Selected passage:
——————————
Question:medium

An a.c. source of angular frequency $\omega$ is connected across a resistor $R$ and a capacitor $C$ in series. The current is observed as $I$. Now the frequency of the source is changed to $\omega/4$, (keeping the voltage unchanged) the current is found to be $I/3$. The ratio of resistance to reactance at frequency $\omega$ is:

Updated On: Jun 6, 2026
  • $\sqrt{6/7}$
  • $\sqrt{3/5}$
  • $\sqrt{7/8}$
  • $\sqrt{3/4}$
Show Solution

The Correct Option is C

Solution and Explanation

Step 1: Understanding the Question:
The topic of this question is Alternating Current (AC circuits).
We need to deduce the ratio of resistance to capacitive reactance by forming an equation based on the changes in current at two different frequencies.
Step 2: Key Formula or Approach:
1. Impedance: $Z = \sqrt{R^2 + X_C^2}$.
——————————
Raw data:

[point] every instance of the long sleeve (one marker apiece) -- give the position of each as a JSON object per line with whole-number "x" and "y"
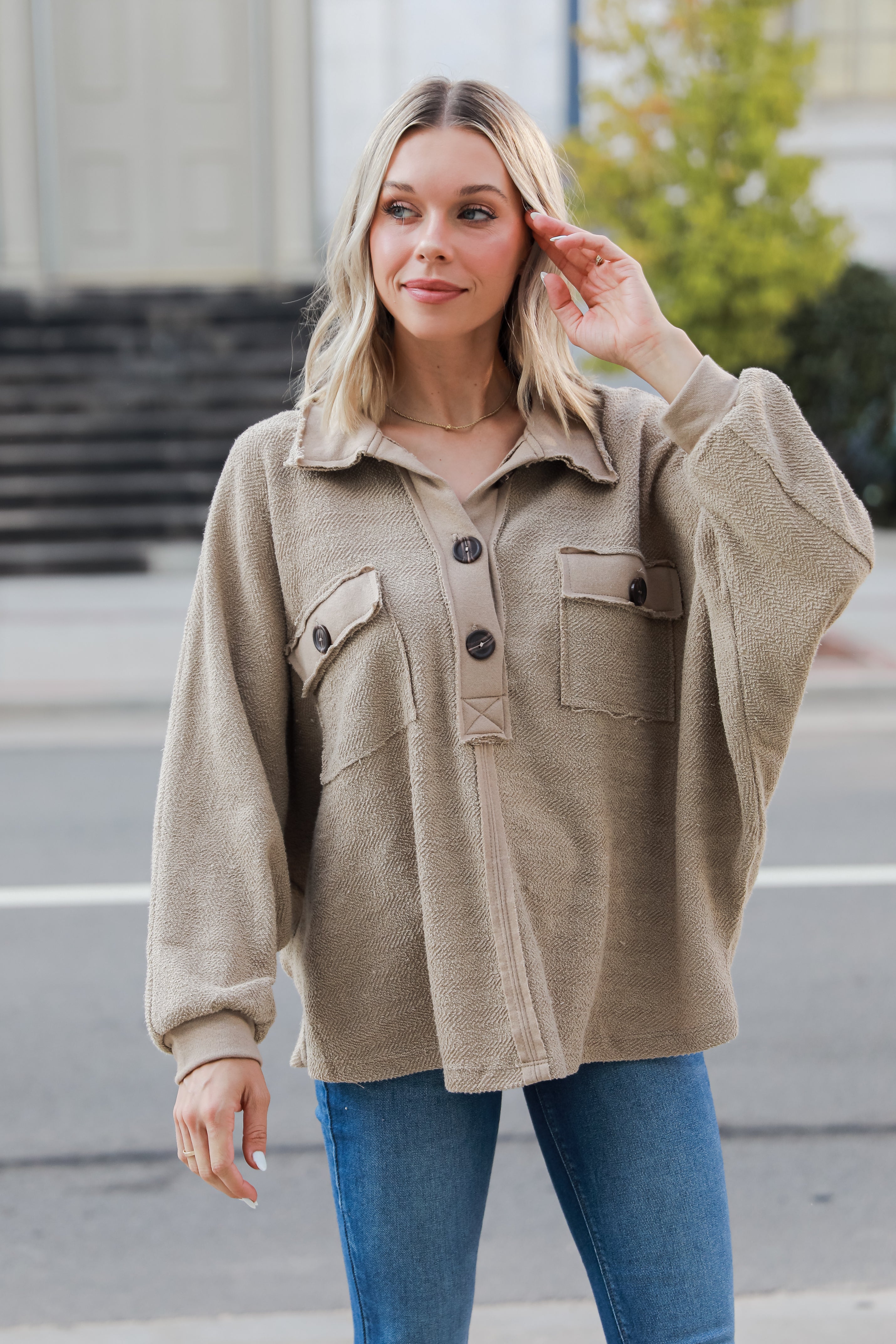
——————————
What to do:
**a)** In the AC circuit problem, what current is observed after the source frequency is changed to $\omega/4$?
**b)** Go on with the solution to the AC circuit problem, starting after the impedance formula.
The listing is not needed for this work.

Responses per task:
**a)** The current is found to be $I/3$.

**b)**
2. Capacitive Reactance: $X_C = \frac{1}{\omega C}$.
3. Ohm's Law: $I = \frac{V}{Z}$.
Step 3: Detailed Explanation:
At initial frequency $\omega$:
$I^2 = \frac{V^2}{R^2 + X_C^2} \implies V^2 = I^2(R^2 + X_C^2)$.
At frequency $\omega/4$, the new reactance becomes $X_C' = \frac{1}{(\omega/4)C} = 4X_C$.
The new current squared is:
$\left(\frac{I}{3}\right)^2 = \frac{V^2}{R^2 + (4X_C)^2} \implies \frac{I^2}{9} = \frac{V^2}{R^2 + 16X_C^2}$.
Equating the expressions by eliminating $V^2$:
\[ 9(R^2 + X_C^2) = R^2 + 16X_C^2 \]
\[ 9R^2 + 9X_C^2 = R^2 + 16X_C^2 \implies 8R^2 = 7X_C^2 \]
\[ \frac{R}{X_C} = \sqrt{\frac{7}{8}} \]
Step 4: Final Answer:
The ratio of resistance to reactance is $\sqrt{7/8}$.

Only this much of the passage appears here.